### What you should do
Reproduce verbatim the entries below, beginning with the line containing "Pinpoint every instance of row of window." and continuing through the line containing "[313,276,327,293]", with both of those lines included.

════════════════

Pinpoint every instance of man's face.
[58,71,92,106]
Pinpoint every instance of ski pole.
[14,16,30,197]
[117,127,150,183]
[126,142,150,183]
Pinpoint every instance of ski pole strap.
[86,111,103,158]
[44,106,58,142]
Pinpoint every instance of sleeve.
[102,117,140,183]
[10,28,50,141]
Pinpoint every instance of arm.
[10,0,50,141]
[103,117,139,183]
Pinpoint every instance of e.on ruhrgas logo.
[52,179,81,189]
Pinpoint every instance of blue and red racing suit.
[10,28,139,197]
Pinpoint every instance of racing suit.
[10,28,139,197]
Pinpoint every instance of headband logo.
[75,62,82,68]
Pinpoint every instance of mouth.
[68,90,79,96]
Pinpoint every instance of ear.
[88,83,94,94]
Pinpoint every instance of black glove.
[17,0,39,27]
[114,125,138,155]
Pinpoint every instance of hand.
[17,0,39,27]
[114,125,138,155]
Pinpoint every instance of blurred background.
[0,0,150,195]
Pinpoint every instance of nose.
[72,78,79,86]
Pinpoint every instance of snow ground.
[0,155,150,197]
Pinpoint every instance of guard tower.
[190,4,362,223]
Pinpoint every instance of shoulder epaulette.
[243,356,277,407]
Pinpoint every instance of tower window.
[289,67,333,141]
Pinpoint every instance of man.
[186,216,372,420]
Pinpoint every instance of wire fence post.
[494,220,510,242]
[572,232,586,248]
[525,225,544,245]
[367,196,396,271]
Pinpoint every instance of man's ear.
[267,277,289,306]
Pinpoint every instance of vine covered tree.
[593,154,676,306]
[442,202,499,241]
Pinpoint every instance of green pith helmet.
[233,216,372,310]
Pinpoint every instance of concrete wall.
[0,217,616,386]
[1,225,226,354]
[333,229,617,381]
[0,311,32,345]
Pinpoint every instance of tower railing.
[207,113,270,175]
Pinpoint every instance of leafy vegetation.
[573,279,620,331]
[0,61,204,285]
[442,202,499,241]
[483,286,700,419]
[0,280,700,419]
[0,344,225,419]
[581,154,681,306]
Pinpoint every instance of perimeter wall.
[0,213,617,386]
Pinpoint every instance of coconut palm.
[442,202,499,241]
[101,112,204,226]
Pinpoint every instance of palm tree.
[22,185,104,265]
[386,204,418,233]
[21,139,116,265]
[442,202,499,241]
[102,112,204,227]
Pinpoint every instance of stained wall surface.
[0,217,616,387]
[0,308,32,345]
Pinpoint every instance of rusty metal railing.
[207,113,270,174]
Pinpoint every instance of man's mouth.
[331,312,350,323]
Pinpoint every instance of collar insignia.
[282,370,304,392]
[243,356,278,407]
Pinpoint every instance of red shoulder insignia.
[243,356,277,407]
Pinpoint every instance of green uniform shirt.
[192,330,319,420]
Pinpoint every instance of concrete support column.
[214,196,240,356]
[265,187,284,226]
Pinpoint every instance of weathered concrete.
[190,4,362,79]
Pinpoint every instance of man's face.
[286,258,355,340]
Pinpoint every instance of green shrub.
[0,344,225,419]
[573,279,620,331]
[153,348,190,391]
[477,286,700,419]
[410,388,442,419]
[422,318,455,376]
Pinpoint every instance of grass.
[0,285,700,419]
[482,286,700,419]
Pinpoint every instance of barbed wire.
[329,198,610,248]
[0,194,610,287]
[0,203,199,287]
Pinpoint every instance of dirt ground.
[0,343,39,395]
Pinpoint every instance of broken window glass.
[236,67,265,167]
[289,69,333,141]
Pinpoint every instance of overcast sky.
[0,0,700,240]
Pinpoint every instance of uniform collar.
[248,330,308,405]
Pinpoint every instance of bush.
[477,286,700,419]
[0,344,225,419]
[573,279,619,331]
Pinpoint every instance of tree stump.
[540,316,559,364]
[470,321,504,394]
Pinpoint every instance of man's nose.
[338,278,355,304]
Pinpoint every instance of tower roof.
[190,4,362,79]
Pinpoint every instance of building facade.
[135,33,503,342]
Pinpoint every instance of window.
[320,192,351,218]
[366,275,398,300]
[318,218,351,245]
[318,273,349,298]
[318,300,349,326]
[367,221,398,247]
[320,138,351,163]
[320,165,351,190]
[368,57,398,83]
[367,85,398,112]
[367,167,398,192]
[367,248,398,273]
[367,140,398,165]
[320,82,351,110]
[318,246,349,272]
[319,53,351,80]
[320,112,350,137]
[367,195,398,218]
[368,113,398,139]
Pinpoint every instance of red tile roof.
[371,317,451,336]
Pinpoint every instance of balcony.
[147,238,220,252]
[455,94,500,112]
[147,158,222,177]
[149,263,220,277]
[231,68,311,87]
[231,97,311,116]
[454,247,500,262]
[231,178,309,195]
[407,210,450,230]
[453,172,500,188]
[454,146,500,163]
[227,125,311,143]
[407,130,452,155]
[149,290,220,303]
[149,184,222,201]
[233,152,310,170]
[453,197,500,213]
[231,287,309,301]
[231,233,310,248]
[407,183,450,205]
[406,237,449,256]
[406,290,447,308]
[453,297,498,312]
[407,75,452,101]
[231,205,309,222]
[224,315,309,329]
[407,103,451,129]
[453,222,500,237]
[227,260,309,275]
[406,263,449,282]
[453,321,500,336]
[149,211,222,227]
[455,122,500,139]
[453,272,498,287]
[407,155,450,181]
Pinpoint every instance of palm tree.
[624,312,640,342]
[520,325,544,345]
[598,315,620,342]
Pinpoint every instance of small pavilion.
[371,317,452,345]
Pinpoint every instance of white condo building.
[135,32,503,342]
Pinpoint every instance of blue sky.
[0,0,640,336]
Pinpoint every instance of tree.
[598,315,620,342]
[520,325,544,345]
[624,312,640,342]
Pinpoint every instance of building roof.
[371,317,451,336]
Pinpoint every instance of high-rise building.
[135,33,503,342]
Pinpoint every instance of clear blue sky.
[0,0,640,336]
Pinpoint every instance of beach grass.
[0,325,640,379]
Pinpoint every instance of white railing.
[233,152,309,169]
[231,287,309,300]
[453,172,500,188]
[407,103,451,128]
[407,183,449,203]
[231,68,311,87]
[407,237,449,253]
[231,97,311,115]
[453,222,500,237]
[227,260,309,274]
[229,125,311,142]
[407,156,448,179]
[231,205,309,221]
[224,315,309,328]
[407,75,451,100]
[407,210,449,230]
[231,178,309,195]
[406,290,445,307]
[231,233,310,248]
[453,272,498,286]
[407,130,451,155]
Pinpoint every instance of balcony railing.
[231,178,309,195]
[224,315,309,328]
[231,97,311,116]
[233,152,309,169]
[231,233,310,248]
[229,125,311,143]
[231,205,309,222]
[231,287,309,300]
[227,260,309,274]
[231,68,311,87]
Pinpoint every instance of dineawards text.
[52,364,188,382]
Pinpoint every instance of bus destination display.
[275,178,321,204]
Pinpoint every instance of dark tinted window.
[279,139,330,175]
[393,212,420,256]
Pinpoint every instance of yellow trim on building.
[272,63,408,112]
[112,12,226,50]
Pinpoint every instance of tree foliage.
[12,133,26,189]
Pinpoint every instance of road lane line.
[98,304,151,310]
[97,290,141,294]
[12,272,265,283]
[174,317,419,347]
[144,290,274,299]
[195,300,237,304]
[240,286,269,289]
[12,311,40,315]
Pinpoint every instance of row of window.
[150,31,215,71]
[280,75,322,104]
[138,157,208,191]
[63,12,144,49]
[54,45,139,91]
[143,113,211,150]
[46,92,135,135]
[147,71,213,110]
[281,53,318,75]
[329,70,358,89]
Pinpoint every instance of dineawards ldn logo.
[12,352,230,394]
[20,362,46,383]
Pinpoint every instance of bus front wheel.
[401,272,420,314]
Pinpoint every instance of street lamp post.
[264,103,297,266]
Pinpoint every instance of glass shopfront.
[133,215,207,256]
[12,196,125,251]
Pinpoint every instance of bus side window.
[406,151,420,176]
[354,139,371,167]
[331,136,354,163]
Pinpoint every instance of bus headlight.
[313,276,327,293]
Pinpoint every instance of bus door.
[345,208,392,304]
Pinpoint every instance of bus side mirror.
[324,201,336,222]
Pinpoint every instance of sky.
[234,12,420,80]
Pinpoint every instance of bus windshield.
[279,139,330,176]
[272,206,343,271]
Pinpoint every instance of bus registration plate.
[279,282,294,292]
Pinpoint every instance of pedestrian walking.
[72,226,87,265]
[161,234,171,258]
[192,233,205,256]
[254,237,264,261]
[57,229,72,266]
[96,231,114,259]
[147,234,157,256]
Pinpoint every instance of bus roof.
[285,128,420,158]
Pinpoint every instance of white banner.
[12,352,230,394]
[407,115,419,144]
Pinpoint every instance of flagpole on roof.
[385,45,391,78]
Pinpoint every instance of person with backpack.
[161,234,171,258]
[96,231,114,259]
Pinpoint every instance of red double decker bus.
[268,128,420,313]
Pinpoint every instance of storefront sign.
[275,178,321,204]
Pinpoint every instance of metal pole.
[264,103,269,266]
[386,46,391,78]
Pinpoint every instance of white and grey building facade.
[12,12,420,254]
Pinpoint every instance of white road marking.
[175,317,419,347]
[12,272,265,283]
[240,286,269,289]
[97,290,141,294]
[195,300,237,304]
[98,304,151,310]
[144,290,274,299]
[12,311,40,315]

════════════════

### Problem solution
Pinpoint every instance of row of window.
[150,31,215,71]
[280,75,322,104]
[138,157,208,191]
[63,12,144,49]
[54,45,139,91]
[143,113,211,150]
[46,92,135,135]
[147,71,213,110]
[281,53,318,75]
[329,70,358,89]
Pinpoint every instance of dineawards ldn logo.
[12,352,230,394]
[20,362,46,383]
Pinpoint every instance of bus front wheel.
[401,272,420,314]
Pinpoint every instance of street lamp post.
[264,103,297,266]
Pinpoint every instance of glass shopfront.
[133,215,207,256]
[12,196,125,251]
Pinpoint every instance of bus side window.
[406,151,420,176]
[354,139,371,167]
[331,136,354,163]
Pinpoint every instance of bus headlight.
[313,276,327,293]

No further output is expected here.